### Input data ###
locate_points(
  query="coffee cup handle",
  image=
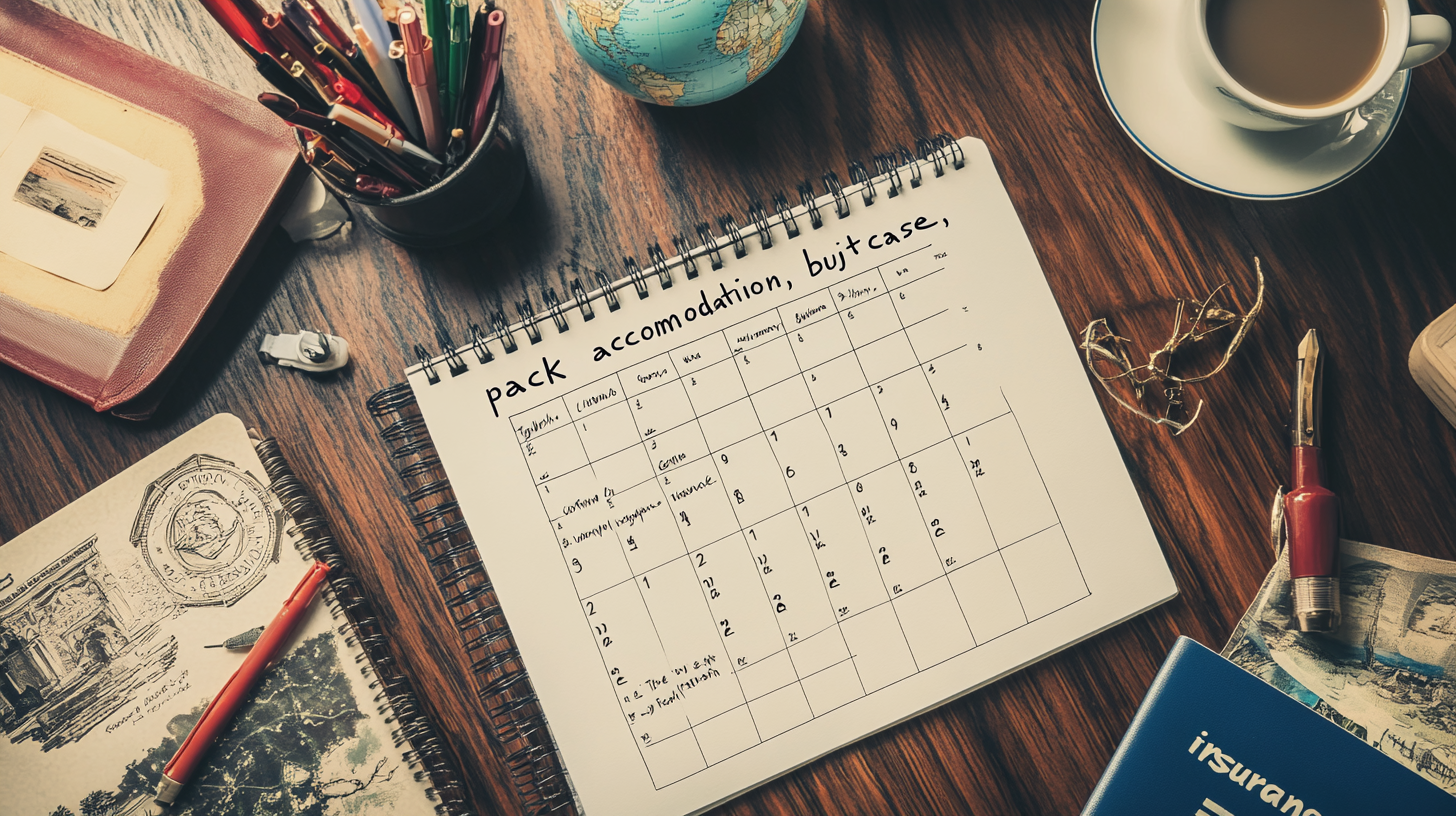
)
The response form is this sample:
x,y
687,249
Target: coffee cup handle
x,y
1430,35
###
- **Problem description**: Please extract every line of the data above, word for word, and leave the pictures out.

- **Task output**:
locate_points(
  query="coffee cup handle",
  image=
)
The response form is this sample:
x,y
687,249
Target: coffee cup handle
x,y
1430,35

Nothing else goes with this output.